#### [Textabschnitt]
★ ★ ★ ★

14. September 2019

Ihr werdet doch auch mal schieben können

Oder bremsen. Oder eine U-Kurve fahren. Oder das Rad den Bordstein hochheben. Wenn das nicht mehr zumutbar ist ...

Es gibt entrüstete Antworten, wenn wir Radfahrenden uns über ungeschickte Verkehrsführung beschweren. Über zu hohe Bordsteine, unmögliche Kurven, Schiebestrecken, lange Wartezeiten an Ampeln. Oder gar darüber, dass Linksabiegen nur halblegal möglich ist. "Was wollt ihr denn noch alles? Und ihr fahrt doch sowieso immer bei Rot."
Wir sind diejenigen, die für die Brosamen dankbar sein sollen, die wir hingeworfen bekommen. Einen Radstreifen, einen Schutzstreifen, einen Drücker an einer Ampel. Man hat eine Radinfrastruktur irgendwo so hingeklemmt, dass Autofahrende nicht behindert werden. Eine Baustellenumleitung war schon für die Autos kompliziert genugt. Und für die Fußgänger/innen. Und jetzt kommen die Radler daher und wollen es auch noch bequem haben. 

Ich erinnere mich an eine Diskussion im Radforum über die Streckenführung für Radler/innen im Schlossgarten. Das Land wollte unbedingt, dass wir die Platanenallee lang fahren. Aus der Innenstadt kommend beginnt die allerdings mit einer Neunzig-Grad-Rechtskurve. Die Vertreterinnen des Landes konnten gar nicht verstehen, dass wir so eine Kurve ablehnten. Sie würden die fahren. Und das hoppelige Schmuckpflaster mache ihnen auch nichts aus. Etliche Vielradler sahen das anders. Das Unverständnis für die Ansprüche der Radfahrenden blieb. (Die Streckenführung wurde wieder aufgehoben.)

Und dann kommt der Festles-Sommer, und jedes Wochenende oder jedes zweite versickert die Hauptradroute 1 vor der Oper zwischen Zelten und Feiernden, liegen Kabelführungen quer zu unserer Strecke. Immer wieder werden wir über eine abenteuerliche Umleitung geschickt (manchmal sogar ausgeschildert für Leute, die genau gucken), doch auch auf der Alternativstrecke über den Gehweg entlang der B 14 hinter der Oper entlang, parken Autos, stehen Leute.

★ ★ ★ ★

#### [Aufgabe A]
Mit welcher Kurve beginnt laut dem Text übers Radfahren die Platanenallee, wenn man aus der Innenstadt kommt?
#### [Aufgabe B]
Führe den Text übers Radfahren in der Stadt nach seinem letzten Satz weiter.

★ ★ ★ ★

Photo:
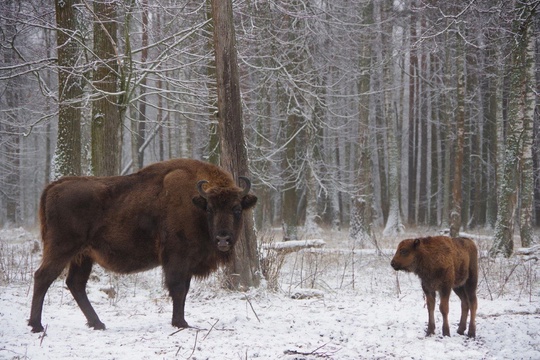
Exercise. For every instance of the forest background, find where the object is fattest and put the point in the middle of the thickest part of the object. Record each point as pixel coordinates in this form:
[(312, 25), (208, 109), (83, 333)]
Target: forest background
[(370, 116)]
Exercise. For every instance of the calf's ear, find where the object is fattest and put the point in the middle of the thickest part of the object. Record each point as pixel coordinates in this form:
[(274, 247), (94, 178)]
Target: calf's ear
[(199, 202), (249, 201)]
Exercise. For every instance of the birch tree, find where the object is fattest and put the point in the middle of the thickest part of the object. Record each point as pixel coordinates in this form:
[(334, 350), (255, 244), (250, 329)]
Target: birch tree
[(519, 132)]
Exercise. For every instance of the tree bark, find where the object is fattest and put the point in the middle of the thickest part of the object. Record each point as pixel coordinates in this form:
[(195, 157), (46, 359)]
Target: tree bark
[(68, 145), (245, 269), (106, 119)]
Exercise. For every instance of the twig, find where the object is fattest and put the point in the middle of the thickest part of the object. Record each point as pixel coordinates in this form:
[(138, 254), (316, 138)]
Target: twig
[(314, 352), (177, 331), (43, 335), (211, 328), (194, 345), (252, 309)]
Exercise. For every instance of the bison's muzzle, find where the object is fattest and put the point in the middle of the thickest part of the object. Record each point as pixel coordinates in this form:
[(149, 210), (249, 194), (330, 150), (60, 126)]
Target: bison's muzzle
[(224, 242)]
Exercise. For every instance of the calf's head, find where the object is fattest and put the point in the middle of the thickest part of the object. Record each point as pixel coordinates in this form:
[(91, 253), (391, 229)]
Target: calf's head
[(224, 207), (405, 257)]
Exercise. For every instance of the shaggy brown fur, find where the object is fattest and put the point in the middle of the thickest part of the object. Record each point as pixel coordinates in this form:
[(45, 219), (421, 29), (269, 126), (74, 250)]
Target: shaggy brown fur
[(443, 264), (184, 215)]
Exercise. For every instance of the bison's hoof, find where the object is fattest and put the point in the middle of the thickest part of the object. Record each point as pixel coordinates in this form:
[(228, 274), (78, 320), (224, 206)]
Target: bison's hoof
[(37, 328), (97, 325)]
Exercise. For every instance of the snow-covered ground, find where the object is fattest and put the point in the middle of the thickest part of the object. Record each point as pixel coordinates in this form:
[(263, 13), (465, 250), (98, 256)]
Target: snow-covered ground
[(339, 304)]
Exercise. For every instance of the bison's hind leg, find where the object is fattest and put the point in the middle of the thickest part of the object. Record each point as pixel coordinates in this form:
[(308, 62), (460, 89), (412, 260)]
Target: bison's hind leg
[(43, 278), (79, 272)]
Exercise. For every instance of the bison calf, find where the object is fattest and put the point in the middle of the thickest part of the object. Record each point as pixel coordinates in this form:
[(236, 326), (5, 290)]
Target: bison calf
[(443, 264)]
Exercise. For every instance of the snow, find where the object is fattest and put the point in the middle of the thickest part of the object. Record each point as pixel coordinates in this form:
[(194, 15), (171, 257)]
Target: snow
[(331, 305)]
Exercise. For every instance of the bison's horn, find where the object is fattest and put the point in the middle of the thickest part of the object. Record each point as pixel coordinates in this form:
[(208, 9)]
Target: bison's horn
[(200, 189), (248, 185)]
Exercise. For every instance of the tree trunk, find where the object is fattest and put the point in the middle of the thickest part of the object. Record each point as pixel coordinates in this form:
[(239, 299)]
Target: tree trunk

★ ★ ★ ★

#### [Endgültige Antwort A]
Mit einer Neunzig-Grad-Rechtskurve.

#### [Endgültige Antwort B]
Und jedes Jahr zwei Mal knallt der Veranstalter Sperren mit sinnlosen Absteige-Schildern an den Abgang zum Cannstatter Wasen. Mitten in eine der wichtigsten Radrouten. "Diese Scheiß-Radler werden doch auch mal absteigen können! Die fahren doch eh ständig auf dem Fußgweg."

Autofahrenden mutet man so wenig wie möglich zu. Keine Sekunde zusätzlich dürfen die im Stau stehen. Selbst an den Bahnhofsbaustellen wird der Autoverkehr immer mehrspurig flüssig gehalten. Für Baustellenumleitungen werden temporär Fahrradstraßen für den Autoverkehr umgewidmet. Für Autofahrende stehen die Ampeln immer in Blickrichtung, und sie haben Grüne Wellen.

Warum kann man uns diesen Hinternisparcour zumuten? Ist die Radinfrastruktur nur ein Geschenk, für das wir dankbar sein müssen? Und: Einem geschenkten Gaul schaut man nicht ins Maul.

Die Antwort ist ganz einfach: Wir sind keine Autofahrenden. Und wir sind die Störenfriede im friedlichen Arrangement, das die Autogesellschaft mit den Fußgänger/innen getroffen hat. Fußgänger haben akzeptiert, dass sie keinerlei Ansprüche stellen könnnen. Zwar gibt es inzwischen Fußgängerverände, aber die sind immer noch ziemlich leise. Wenn sie mal richtig laut werden, dann vorzugsweise gegen Radfahrende ("Die ignorieren 90 Prozent der Regeln"), nicht gegen die Dominanz des Autoverkehrs allüberall.

Auch wenn sie die Perspektive auf unseren Stadtverkehr gerade grundlegend ändert, so sind wir noch weit entfernt davon, dass der Gedanke die Planung und Ausführung von Radwegen bestimmt,  Radfahrende müssten es bequem und schön haben, weil sie die umweltfreundlichste Mobiliätsform im Stuttgart sind. Man müsse Radfahrende umwerben und mit richtig schönen Angeboten auf die Straßen locken. Und sie müssten sich rundum sicher fühlen. Statt dessen geht man ziemlich rüde mit uns um: Friss oder stirb! Der Blick auf unseren Staßenverkehr wird von routiniert radfahrenden Männern bestimmt, die sich über Regeln hinwegsetzen und sich gerne auch mal eine Brüllerei mit Autofahrenden liefern.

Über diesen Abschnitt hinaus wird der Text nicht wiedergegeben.